Entries taken from a collection:
★ ★ ★ ★ ★ ★ ★

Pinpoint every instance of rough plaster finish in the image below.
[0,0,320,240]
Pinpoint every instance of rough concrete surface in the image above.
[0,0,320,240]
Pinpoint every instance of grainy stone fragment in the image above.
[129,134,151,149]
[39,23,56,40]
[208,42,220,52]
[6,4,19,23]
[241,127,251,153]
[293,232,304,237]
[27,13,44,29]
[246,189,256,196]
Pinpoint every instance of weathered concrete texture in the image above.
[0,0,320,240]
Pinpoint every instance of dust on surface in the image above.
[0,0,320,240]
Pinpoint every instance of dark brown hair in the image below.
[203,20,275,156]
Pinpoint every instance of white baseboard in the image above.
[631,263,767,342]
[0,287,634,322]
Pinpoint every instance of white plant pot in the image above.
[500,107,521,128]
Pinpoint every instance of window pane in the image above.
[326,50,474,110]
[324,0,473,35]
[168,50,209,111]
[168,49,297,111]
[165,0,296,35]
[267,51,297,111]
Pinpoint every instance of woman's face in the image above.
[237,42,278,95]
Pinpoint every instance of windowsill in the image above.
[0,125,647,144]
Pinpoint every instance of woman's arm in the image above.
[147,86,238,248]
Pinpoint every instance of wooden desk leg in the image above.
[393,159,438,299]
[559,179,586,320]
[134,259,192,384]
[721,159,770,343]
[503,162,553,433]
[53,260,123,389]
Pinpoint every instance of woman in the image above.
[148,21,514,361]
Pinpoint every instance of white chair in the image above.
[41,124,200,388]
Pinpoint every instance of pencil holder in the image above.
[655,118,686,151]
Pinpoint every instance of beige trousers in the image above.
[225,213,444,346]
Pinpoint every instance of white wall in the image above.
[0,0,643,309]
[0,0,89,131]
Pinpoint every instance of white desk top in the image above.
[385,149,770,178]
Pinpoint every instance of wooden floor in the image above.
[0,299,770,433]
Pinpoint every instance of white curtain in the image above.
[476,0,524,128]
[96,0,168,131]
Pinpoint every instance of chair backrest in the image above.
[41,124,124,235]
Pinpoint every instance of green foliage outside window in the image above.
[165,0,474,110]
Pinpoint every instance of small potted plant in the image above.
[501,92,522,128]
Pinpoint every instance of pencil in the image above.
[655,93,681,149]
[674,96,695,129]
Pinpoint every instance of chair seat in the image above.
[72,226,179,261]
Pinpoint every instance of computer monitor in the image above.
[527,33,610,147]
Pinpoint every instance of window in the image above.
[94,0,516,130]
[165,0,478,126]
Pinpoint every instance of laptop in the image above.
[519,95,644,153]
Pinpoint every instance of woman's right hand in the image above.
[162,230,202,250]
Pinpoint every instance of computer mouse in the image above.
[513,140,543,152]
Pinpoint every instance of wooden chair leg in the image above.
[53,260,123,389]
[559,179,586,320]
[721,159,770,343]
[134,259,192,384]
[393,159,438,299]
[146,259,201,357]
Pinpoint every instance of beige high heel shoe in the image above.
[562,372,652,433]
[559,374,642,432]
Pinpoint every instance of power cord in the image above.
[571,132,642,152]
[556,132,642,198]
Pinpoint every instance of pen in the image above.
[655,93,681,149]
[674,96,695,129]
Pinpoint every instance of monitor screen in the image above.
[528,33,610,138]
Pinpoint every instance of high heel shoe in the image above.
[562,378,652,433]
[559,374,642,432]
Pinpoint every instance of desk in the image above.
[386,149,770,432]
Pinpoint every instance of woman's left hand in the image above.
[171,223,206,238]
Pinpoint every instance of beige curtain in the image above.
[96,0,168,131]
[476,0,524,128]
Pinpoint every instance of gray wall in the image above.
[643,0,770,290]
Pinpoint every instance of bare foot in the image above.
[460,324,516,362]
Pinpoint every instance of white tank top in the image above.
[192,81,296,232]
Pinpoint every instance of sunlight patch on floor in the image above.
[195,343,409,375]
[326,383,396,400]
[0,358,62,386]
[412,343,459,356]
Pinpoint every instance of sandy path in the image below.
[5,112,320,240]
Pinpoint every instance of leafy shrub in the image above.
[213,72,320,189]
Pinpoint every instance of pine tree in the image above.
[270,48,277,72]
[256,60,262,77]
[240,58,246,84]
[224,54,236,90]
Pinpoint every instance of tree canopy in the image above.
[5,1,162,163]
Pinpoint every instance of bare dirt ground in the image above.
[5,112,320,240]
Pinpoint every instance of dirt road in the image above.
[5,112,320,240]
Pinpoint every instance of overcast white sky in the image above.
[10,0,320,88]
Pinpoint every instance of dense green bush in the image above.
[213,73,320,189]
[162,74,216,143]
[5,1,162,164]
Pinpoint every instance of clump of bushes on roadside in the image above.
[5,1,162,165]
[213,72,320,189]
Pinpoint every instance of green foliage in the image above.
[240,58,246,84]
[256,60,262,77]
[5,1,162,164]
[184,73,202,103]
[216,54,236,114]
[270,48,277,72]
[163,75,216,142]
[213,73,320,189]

★ ★ ★ ★ ★ ★ ★

Brief: Copy the items above again, swapping "windowsill" for "window ledge" and leaving everything else unchanged.

Completed exercise:
Pinpoint every instance of rough plaster finish in the image below.
[0,0,320,240]
Pinpoint every instance of rough concrete surface in the image above.
[0,0,320,240]
Pinpoint every instance of grainy stone fragment in the image above.
[129,134,151,149]
[39,23,56,40]
[208,42,220,52]
[6,4,19,23]
[241,127,251,153]
[293,232,304,237]
[27,13,44,29]
[246,189,256,196]
Pinpoint every instance of weathered concrete texture in the image above.
[0,0,320,240]
Pinpoint every instance of dust on surface in the image above.
[0,0,320,240]
Pinpoint every instance of dark brown hair in the image below.
[203,20,275,156]
Pinpoint every instance of white baseboard in the image above.
[631,263,767,342]
[0,287,634,322]
Pinpoint every instance of white plant pot in the image above.
[500,107,521,128]
Pinpoint every instance of window pane in the image above.
[326,50,474,110]
[324,0,473,35]
[168,50,209,111]
[168,49,297,111]
[165,0,296,35]
[267,51,297,111]
Pinpoint every instance of woman's face in the image above.
[237,42,278,95]
Pinpoint every instance of window ledge in the image above.
[0,125,647,144]
Pinpoint every instance of woman's arm in the image above.
[147,86,238,248]
Pinpoint every instance of wooden desk leg in the image above.
[393,159,438,299]
[559,179,586,320]
[134,259,192,384]
[721,159,770,343]
[503,162,553,433]
[53,260,123,389]
Pinpoint every instance of woman in the image above.
[148,21,514,361]
Pinpoint every instance of white chair in the image above.
[41,124,200,388]
Pinpoint every instance of pencil holder in the image above.
[655,118,686,151]
Pinpoint every instance of beige trousers in the image above.
[225,213,444,346]
Pinpoint every instance of white wall in the image above.
[0,0,643,309]
[0,0,89,131]
Pinpoint every instance of white desk top in the image above.
[385,149,770,178]
Pinpoint every instance of wooden floor in the image above.
[0,299,770,433]
Pinpoint every instance of white curtain in the image above.
[476,0,524,128]
[96,0,168,131]
Pinpoint every instance of chair backrest in the image above.
[41,124,124,235]
Pinpoint every instance of green foliage outside window in the image above.
[165,0,474,110]
Pinpoint every instance of small potted plant in the image above.
[501,92,522,128]
Pinpoint every instance of pencil in the image above.
[655,93,681,149]
[674,96,695,129]
Pinpoint every instance of chair seat in the image above.
[72,226,179,261]
Pinpoint every instance of computer monitor in the image above.
[527,33,610,147]
Pinpoint every instance of window in the image above.
[94,0,516,130]
[165,0,478,126]
Pinpoint every instance of laptop in the image above.
[519,95,644,153]
Pinpoint every instance of woman's right hand in the image above.
[162,230,202,250]
Pinpoint every instance of computer mouse in the image above.
[513,140,543,152]
Pinpoint every instance of wooden chair leg in the image above.
[53,260,123,389]
[559,179,586,320]
[721,159,770,343]
[134,259,192,384]
[393,159,438,299]
[146,259,201,357]
Pinpoint every instance of beige high heel shoe in the image above.
[562,372,652,433]
[559,374,642,432]
Pinpoint every instance of power cord in the image above.
[571,132,642,152]
[556,132,642,198]
Pinpoint every instance of pen in the image above.
[655,93,681,149]
[674,96,695,129]
Pinpoint every instance of monitor screen in the image above.
[528,33,610,138]
Pinpoint every instance of high heel shoe in the image above.
[562,378,652,433]
[559,374,642,432]
Pinpoint every instance of desk in the image above.
[386,149,770,432]
Pinpoint every instance of woman's left hand in the image above.
[171,223,206,238]
Pinpoint every instance of beige curtain in the image above.
[96,0,168,131]
[476,0,524,128]
Pinpoint every instance of gray wall in the image above.
[643,0,770,290]
Pinpoint every instance of bare foot in the image above.
[460,324,516,362]
Pinpoint every instance of white tank top in the image above.
[192,81,296,232]
Pinpoint every instance of sunlight patch on floor in the image above.
[195,343,409,375]
[326,383,396,400]
[0,358,62,386]
[412,343,459,356]
Pinpoint every instance of sandy path in the image below.
[5,112,320,240]
Pinpoint every instance of leafy shrub in the image above.
[213,72,320,189]
Pinpoint every instance of pine tree in the image above.
[270,48,277,72]
[256,60,262,77]
[240,58,246,84]
[224,54,236,90]
Pinpoint every instance of tree canopy in the image above.
[5,1,162,163]
Pinpoint every instance of bare dirt ground in the image above.
[5,112,320,240]
Pinpoint every instance of dirt road in the image above.
[5,112,320,240]
Pinpoint every instance of overcast white sky in the image above.
[10,0,320,88]
Pinpoint every instance of dense green bush in the image above.
[213,73,320,189]
[162,74,216,143]
[5,1,162,164]
Pinpoint every instance of clump of bushes on roadside in the image above.
[5,1,162,165]
[213,72,320,189]
Pinpoint every instance of green foliage in the image above.
[240,58,246,84]
[256,60,262,77]
[5,1,162,164]
[184,73,202,103]
[216,54,236,114]
[270,48,277,72]
[163,75,216,142]
[213,73,320,189]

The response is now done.